_Objective_
Could you reproduce word for word the passage of the article on the UK's NFT plans between "According to Glen, the" and "electronic payment regulations.", inclusive?

_Source excerpt_
◇ ◇ ◇ ◇

The United Kingdom government announced plans on Monday to mint its own non-fungible token as part of a push to become a “world leader” in the cryptocurrency space.

Finance Minister Rishi Sunak has asked the Royal Mint, the government-owned company in charge of minting coins in the United Kingdom, to design and issue the NFT “by the summer,” City Minister John Glen said at a fintech event in London. “More information will be available very soon,” he added.

NFTs are digital assets that use blockchain, the technology that underpins many cryptocurrencies, to represent ownership of a virtual item such as an artwork or video game avatar. They’ve gained a lot of traction in the last year as celebrities and large corporations have increased their adoption.

According to Glen, the UK’s NFT initiative is part of a larger government effort to “lead the way” in crypto. The minister announced a number of steps the UK will take to increase regulatory scrutiny of digital assets, including plans to:

  • Bring stablecoins into compliance with the United Kingdom’s existing electronic payment regulations.

◇ ◇ ◇ ◇

_Record extracts_

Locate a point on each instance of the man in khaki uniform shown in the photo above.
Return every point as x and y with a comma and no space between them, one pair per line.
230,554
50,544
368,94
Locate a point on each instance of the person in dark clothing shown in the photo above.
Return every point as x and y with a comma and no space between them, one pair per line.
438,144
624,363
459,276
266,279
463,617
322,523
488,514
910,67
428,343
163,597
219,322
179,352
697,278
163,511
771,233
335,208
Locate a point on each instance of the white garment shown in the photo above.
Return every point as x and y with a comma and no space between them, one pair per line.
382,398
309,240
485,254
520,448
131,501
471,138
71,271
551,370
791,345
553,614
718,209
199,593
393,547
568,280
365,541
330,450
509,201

◇ ◇ ◇ ◇

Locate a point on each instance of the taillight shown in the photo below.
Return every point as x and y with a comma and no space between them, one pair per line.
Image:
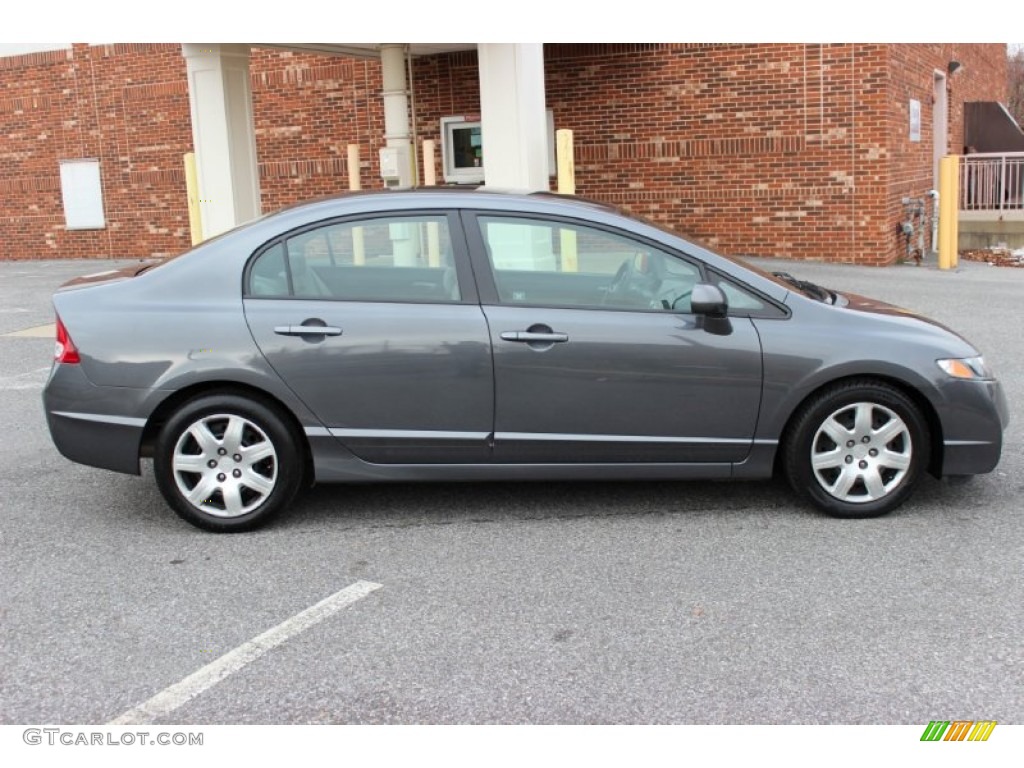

◇ ◇ ◇ ◇

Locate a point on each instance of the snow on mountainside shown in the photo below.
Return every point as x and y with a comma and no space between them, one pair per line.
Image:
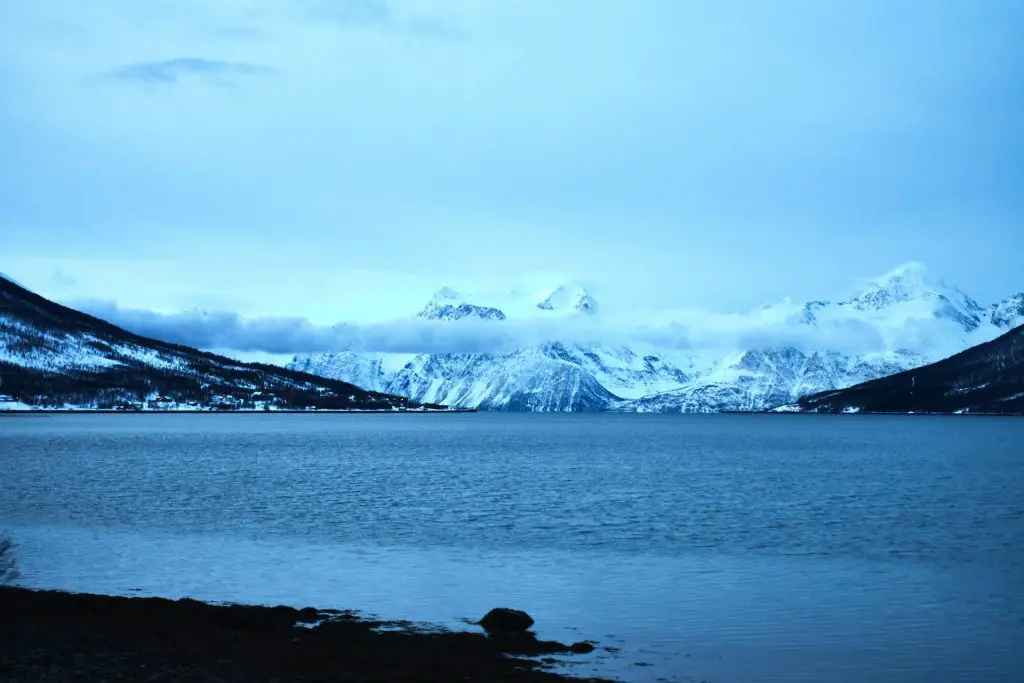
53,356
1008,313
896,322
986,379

◇ ◇ ◇ ◇

_Complete answer_
According to Glen, the UK’s NFT initiative is part of a larger government effort to “lead the way” in crypto. The minister announced a number of steps the UK will take to increase regulatory scrutiny of digital assets, including plans to:

  • Bring stablecoins into compliance with the United Kingdom’s existing electronic payment regulations.